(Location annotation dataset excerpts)
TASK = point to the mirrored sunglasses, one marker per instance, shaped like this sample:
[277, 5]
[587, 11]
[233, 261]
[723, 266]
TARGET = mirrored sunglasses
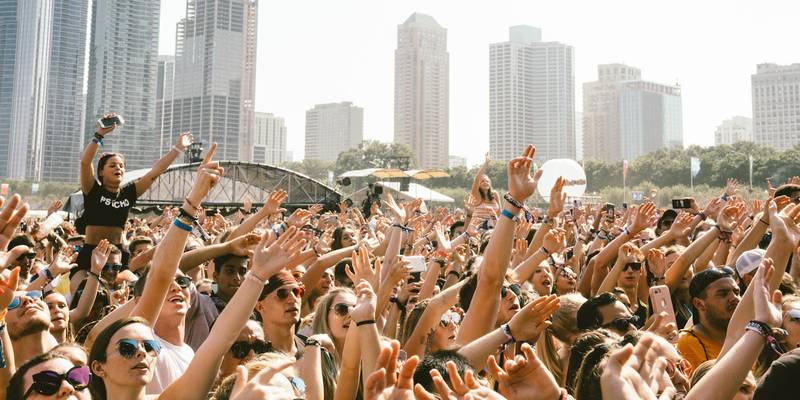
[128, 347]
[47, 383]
* * *
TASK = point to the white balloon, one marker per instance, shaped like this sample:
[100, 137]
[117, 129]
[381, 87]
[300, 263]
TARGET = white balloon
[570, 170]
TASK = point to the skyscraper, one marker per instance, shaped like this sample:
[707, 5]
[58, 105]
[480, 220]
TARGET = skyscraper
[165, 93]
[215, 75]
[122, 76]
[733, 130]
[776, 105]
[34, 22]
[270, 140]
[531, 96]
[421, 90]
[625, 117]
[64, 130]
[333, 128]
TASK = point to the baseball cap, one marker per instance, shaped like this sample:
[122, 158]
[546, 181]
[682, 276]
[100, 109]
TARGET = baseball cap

■ Task objective
Starting at the line containing "TASK = point to the skyscraper, one" and ending at the line containing "TARGET = baseball cap", substitute "dot" for each "marker". Write out only those lines, otherwise unchanged.

■ Exercise answer
TASK = point to the skyscraper, one dot per instance, shaped like this sample:
[707, 5]
[58, 105]
[480, 220]
TARGET = skyscraper
[165, 93]
[215, 75]
[122, 76]
[733, 130]
[776, 105]
[34, 22]
[270, 140]
[531, 96]
[421, 90]
[625, 117]
[64, 130]
[333, 128]
TASK = point to the baseball cap, one dot per instance, shaped like this sample:
[122, 158]
[546, 181]
[682, 276]
[100, 109]
TARGET = baseball cap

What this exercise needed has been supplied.